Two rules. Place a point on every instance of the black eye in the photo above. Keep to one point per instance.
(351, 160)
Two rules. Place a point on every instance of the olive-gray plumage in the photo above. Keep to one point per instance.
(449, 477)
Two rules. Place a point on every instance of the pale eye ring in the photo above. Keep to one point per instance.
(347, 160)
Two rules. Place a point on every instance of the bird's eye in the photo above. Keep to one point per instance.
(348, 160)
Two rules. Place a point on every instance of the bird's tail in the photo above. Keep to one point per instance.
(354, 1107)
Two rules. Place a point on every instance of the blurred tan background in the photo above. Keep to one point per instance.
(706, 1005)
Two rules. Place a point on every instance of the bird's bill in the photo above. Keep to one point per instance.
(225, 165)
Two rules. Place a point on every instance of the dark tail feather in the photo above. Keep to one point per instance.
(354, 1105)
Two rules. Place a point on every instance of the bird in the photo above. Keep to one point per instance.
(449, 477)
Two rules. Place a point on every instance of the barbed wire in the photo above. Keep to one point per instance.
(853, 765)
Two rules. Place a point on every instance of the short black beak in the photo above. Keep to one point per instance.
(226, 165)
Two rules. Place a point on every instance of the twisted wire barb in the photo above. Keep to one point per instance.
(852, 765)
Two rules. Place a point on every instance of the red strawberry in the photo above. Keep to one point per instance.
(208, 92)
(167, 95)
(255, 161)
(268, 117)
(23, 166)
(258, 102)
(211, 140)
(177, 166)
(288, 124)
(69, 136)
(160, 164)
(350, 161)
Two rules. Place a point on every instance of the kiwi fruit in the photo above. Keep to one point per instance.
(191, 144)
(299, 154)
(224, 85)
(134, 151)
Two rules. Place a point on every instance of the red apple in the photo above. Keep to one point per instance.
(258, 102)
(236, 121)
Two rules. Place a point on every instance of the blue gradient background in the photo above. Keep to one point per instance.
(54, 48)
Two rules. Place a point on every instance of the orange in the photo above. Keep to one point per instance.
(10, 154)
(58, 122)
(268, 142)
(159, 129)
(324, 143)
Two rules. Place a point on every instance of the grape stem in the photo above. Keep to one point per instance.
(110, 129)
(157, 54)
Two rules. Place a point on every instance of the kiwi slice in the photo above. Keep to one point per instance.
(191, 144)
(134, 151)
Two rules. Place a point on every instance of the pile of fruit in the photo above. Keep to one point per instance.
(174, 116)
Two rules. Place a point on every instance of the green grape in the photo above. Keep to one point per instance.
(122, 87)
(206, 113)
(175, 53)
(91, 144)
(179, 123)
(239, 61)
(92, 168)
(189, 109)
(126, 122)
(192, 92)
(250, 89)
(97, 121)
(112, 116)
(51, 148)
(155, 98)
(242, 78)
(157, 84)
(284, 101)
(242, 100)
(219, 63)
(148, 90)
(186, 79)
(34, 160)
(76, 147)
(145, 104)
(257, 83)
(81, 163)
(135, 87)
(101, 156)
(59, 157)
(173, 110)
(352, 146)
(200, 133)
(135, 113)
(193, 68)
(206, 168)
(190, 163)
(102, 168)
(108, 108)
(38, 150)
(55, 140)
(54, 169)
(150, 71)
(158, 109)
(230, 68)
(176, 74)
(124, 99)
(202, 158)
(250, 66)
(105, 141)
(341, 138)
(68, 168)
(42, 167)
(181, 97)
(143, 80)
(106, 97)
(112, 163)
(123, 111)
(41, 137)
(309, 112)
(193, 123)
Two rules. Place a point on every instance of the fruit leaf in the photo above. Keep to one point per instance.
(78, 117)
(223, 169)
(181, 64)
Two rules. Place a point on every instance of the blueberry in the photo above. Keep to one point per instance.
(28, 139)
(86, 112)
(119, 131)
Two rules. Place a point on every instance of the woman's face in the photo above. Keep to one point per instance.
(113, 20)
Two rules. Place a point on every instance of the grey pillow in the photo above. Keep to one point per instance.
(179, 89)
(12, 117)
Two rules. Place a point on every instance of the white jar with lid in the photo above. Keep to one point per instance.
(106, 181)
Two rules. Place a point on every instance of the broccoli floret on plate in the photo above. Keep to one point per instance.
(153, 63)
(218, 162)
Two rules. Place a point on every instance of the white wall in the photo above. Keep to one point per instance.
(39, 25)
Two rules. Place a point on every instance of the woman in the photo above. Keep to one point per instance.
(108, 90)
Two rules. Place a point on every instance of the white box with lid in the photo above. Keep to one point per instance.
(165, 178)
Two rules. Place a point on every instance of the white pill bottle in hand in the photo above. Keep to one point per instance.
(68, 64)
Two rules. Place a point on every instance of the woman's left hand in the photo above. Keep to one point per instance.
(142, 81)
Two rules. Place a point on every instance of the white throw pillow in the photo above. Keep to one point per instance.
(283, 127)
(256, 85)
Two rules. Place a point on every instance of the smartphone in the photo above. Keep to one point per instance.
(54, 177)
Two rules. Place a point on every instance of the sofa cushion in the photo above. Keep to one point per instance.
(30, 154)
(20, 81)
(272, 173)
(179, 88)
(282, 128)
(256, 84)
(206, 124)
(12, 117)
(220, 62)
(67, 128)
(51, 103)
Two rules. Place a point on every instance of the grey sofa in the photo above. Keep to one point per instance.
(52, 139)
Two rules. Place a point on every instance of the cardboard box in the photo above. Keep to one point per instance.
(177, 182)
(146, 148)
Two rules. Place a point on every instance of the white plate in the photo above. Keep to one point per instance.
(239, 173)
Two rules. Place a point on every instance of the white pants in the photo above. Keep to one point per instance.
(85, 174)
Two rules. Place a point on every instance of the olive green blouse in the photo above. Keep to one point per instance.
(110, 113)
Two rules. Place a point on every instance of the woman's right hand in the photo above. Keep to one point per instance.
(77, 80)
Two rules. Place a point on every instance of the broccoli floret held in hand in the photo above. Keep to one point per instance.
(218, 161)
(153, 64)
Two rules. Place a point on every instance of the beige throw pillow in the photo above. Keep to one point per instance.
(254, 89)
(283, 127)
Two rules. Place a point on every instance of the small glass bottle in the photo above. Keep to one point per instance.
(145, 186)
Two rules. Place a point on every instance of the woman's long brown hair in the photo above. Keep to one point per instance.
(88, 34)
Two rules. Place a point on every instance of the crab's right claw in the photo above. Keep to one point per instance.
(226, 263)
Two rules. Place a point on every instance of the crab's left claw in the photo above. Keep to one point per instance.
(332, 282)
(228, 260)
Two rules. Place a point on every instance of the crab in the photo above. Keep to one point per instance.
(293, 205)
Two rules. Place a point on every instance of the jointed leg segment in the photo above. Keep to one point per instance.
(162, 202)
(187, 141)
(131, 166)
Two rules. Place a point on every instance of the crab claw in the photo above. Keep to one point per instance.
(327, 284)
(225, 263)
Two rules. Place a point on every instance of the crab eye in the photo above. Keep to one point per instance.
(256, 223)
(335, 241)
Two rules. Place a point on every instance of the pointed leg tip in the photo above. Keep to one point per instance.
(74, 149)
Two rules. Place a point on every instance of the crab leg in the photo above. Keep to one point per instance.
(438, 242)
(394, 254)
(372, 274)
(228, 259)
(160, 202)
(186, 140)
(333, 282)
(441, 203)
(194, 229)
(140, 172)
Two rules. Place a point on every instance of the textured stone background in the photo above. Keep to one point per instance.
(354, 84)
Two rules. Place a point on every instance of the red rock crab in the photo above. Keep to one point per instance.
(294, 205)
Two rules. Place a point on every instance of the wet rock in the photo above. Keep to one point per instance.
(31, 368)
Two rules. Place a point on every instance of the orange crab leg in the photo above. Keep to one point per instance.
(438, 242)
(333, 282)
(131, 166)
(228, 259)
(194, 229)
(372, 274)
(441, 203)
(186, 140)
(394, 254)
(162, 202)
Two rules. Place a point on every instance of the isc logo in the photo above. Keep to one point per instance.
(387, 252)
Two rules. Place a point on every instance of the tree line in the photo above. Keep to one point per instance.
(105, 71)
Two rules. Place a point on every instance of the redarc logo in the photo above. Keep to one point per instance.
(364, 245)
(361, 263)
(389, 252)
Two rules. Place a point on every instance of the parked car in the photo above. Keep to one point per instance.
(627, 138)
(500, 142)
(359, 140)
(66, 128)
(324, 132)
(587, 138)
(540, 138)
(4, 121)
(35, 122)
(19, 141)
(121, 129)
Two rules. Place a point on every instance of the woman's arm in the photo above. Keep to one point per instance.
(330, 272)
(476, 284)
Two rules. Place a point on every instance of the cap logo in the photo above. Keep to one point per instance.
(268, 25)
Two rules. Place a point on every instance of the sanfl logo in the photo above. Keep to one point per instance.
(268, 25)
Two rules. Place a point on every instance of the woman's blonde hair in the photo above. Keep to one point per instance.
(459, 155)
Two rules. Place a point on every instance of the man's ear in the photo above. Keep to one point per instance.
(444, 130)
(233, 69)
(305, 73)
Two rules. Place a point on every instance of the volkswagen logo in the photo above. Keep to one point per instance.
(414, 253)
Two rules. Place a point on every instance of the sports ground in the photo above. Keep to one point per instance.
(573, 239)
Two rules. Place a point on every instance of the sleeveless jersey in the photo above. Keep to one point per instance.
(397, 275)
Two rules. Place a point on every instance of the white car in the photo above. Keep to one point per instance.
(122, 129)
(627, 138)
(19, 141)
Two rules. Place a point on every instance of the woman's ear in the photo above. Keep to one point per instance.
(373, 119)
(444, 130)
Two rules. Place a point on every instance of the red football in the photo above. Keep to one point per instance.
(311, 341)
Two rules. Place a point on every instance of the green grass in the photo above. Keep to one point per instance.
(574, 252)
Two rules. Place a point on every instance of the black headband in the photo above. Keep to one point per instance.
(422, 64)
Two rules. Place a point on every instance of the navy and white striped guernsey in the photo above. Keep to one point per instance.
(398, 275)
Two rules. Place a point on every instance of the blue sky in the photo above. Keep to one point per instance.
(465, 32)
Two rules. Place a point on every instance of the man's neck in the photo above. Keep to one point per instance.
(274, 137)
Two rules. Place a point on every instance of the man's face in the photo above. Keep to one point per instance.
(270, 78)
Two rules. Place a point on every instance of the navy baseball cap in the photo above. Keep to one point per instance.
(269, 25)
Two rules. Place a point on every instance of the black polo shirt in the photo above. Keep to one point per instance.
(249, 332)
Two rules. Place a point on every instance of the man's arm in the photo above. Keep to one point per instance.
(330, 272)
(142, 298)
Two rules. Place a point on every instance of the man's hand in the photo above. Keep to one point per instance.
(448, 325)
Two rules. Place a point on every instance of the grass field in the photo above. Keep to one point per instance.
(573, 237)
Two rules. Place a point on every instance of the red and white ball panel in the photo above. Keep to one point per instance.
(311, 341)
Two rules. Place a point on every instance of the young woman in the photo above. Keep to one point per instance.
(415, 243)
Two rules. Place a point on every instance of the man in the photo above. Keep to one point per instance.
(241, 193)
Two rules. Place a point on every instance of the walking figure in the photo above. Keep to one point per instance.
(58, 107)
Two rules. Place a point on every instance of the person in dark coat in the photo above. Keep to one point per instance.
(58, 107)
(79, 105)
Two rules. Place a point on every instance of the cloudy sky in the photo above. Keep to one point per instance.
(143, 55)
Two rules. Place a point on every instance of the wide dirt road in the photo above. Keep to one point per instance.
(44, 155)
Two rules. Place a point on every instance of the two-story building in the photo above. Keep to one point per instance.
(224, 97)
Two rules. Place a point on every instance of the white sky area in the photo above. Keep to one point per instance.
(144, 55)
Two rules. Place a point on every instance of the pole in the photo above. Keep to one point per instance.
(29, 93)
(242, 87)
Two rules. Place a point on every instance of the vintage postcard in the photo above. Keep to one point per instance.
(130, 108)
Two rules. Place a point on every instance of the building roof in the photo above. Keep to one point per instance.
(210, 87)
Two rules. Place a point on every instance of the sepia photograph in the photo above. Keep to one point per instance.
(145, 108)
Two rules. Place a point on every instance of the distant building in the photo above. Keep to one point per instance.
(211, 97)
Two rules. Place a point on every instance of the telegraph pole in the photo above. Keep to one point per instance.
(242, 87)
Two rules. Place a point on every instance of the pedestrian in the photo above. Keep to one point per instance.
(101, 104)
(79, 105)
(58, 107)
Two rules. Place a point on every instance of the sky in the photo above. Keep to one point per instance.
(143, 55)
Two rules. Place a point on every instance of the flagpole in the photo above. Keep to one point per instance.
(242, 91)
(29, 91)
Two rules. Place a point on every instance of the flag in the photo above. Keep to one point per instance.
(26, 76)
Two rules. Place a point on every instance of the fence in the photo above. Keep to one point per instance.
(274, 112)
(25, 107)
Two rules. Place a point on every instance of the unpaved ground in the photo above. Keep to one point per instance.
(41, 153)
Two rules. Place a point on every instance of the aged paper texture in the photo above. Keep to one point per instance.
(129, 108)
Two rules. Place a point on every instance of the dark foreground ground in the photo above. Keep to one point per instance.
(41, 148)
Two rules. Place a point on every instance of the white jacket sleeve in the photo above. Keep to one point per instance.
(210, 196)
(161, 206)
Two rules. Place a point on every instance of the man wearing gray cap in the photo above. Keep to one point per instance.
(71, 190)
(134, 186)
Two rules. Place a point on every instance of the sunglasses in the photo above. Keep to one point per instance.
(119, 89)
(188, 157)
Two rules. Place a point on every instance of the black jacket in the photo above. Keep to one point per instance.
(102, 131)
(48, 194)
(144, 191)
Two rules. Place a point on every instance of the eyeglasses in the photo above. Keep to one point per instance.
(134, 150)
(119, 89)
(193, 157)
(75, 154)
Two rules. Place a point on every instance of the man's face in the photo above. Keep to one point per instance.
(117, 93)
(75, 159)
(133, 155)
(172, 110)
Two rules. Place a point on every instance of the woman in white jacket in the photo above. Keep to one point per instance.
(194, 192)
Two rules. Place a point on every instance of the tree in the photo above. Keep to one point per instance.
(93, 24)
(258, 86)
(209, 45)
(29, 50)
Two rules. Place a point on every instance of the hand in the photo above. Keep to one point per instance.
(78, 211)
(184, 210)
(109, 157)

→ **Prompt**: Everything from the line containing "the tree in" through the last line of the listing must be reproduced exactly, and no other line.

→ **Exercise answer**:
Two rules. Place a point on every instance of the tree in the photo above. Keep to one point per instance.
(93, 24)
(258, 86)
(209, 45)
(29, 50)
Two rules. Place a point on every instance of the hand in the photo above. Keep to one point per instance.
(78, 211)
(184, 210)
(109, 157)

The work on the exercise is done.